> **The exercise**
Print all the data, keeping every line exactly as it is.

> **Available data**
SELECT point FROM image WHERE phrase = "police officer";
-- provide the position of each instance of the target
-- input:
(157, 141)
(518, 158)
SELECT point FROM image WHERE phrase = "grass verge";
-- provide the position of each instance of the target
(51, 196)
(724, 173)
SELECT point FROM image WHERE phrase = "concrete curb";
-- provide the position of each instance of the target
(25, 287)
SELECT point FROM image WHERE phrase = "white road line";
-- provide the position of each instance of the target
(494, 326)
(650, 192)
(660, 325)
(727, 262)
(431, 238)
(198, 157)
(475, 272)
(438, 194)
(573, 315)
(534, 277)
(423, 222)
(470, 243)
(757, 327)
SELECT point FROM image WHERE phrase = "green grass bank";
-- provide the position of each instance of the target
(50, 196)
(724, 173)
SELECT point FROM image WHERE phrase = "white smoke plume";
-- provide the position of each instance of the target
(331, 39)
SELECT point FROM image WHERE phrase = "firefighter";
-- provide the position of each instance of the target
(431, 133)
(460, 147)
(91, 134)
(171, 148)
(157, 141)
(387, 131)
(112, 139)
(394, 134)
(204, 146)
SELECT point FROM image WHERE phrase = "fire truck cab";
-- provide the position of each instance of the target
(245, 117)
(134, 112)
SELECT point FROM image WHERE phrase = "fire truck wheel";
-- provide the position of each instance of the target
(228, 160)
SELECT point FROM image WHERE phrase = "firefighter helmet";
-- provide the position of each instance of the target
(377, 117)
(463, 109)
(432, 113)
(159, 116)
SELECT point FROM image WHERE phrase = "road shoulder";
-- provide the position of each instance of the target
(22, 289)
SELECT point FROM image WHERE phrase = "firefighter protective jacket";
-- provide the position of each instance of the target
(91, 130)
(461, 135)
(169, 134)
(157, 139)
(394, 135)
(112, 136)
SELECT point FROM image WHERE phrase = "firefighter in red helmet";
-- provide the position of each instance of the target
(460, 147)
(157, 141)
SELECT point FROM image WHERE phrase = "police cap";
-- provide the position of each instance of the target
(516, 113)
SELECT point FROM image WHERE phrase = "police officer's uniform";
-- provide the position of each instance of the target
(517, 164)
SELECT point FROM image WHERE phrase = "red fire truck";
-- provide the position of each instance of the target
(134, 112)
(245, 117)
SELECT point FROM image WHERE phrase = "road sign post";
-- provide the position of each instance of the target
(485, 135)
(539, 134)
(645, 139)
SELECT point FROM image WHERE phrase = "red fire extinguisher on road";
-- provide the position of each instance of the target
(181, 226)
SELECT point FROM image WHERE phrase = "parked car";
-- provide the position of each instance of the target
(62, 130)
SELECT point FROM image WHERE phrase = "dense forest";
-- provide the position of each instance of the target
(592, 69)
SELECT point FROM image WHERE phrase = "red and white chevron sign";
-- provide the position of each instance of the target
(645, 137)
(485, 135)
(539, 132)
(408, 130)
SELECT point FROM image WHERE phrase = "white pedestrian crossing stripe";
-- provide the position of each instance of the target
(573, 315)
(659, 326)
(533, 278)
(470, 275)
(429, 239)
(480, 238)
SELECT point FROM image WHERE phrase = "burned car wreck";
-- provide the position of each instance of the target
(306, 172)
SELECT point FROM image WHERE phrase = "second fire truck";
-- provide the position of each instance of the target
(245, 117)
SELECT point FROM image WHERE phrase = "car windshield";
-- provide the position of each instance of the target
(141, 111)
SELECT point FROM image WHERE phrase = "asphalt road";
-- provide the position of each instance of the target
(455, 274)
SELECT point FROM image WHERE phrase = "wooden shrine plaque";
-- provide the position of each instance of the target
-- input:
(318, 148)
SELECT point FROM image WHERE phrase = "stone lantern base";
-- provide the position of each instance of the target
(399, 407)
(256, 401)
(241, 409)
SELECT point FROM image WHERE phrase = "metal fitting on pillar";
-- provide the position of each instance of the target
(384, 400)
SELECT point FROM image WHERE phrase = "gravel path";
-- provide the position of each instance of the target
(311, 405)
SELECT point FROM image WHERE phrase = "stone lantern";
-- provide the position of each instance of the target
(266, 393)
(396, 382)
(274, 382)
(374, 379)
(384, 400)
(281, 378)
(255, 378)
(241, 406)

> **Written solution**
SELECT point FROM image WHERE phrase = "police officer";
-- provide the position of each instance of the target
-- input:
(157, 141)
(518, 158)
SELECT point FROM image WHERE phrase = "grass verge";
-- provide the position of each instance of the target
(51, 196)
(724, 173)
SELECT point FROM image WHERE phrase = "concrete curb";
-- provide the position of each instance of the target
(25, 287)
SELECT point FROM image WHERE phrase = "white road line";
-- provide the position of each instance of the target
(494, 326)
(650, 192)
(660, 325)
(727, 262)
(431, 238)
(198, 157)
(475, 272)
(438, 194)
(573, 315)
(534, 277)
(423, 222)
(470, 243)
(757, 327)
SELECT point FROM image WHERE phrase = "green grass bank";
-- provide the position of each instance of the target
(50, 196)
(724, 173)
SELECT point FROM image WHERE phrase = "white smoke plume";
-- provide the position of each instance of the target
(331, 39)
SELECT point FROM image WHERE phrase = "firefighter";
-- provide the position of each instance of the target
(431, 133)
(460, 147)
(91, 134)
(171, 148)
(157, 141)
(387, 131)
(112, 139)
(394, 134)
(204, 146)
SELECT point FROM image WHERE phrase = "fire truck cab";
-- provide the position of each instance of the target
(245, 117)
(134, 112)
SELECT point FROM image WHERE phrase = "fire truck wheel";
-- provide the position of each instance of the target
(228, 160)
SELECT point FROM image WHERE phrase = "firefighter helmet";
-- provide the position of each instance of the target
(377, 117)
(463, 109)
(432, 113)
(159, 116)
SELECT point FROM image WHERE phrase = "road shoulder";
-- provide the position of each instance of the target
(22, 289)
SELECT point FROM image WHERE phrase = "firefighter protective jacket";
-- provide the position of each instance of the target
(91, 130)
(461, 135)
(169, 134)
(157, 139)
(394, 135)
(112, 136)
SELECT point FROM image WHERE phrase = "firefighter in red helmet";
-- provide the position of each instance of the target
(460, 147)
(157, 141)
SELECT point FROM image WHERE phrase = "police cap";
-- provide the position of each instance of the target
(516, 113)
SELECT point FROM image WHERE phrase = "police officer's uniform";
-- provide the position of each instance of the target
(517, 164)
SELECT point FROM image WHERE phrase = "red fire truck";
-- provide the position of each instance of the target
(134, 112)
(245, 117)
SELECT point FROM image WHERE phrase = "road sign post";
-- provide the position of each instance of the target
(485, 135)
(539, 134)
(645, 139)
SELECT point FROM image WHERE phrase = "red fire extinguisher on road";
-- provide the position of each instance of the target
(181, 226)
SELECT point FROM image WHERE phrase = "parked car";
-- provide the position of each instance of the target
(62, 130)
SELECT point FROM image WHERE phrase = "dense forest";
-- provide the position of each instance of the target
(592, 69)
SELECT point FROM image WHERE phrase = "red and white chevron sign";
-- provide the position of each instance of the target
(645, 137)
(485, 135)
(539, 132)
(408, 130)
SELECT point FROM image WHERE phrase = "white pedestrian crossing stripe";
-- provide the position of each instance of the target
(573, 315)
(659, 326)
(533, 278)
(470, 275)
(429, 239)
(480, 238)
SELECT point FROM image WHERE phrase = "burned car wreck";
-- provide the position of each instance of the target
(306, 172)
SELECT point FROM image WHERE phrase = "second fire truck";
-- provide the position of each instance of the target
(245, 117)
SELECT point FROM image WHERE phrase = "car windshield";
-- provide the position of each instance of the target
(141, 111)
SELECT point FROM image WHERE phrase = "asphalt road";
-- provide the position of each instance of the target
(455, 274)
SELECT point FROM image WHERE phrase = "wooden shrine plaque";
-- provide the position of each instance of the target
-- input:
(318, 148)
SELECT point FROM image WHERE phrase = "stone lantern base";
-- provide the position of each instance of the target
(399, 407)
(256, 401)
(241, 409)
SELECT point FROM image WHERE phrase = "metal fitting on pillar";
-- provide the position of each instance of the target
(384, 400)
SELECT point FROM image WHERE phrase = "gravel path";
-- provide the position of each instance of the target
(311, 405)
SELECT point FROM image WHERE phrase = "stone lantern";
-- provide the position of each instance of the target
(266, 393)
(396, 382)
(274, 382)
(374, 379)
(384, 400)
(281, 378)
(255, 378)
(241, 406)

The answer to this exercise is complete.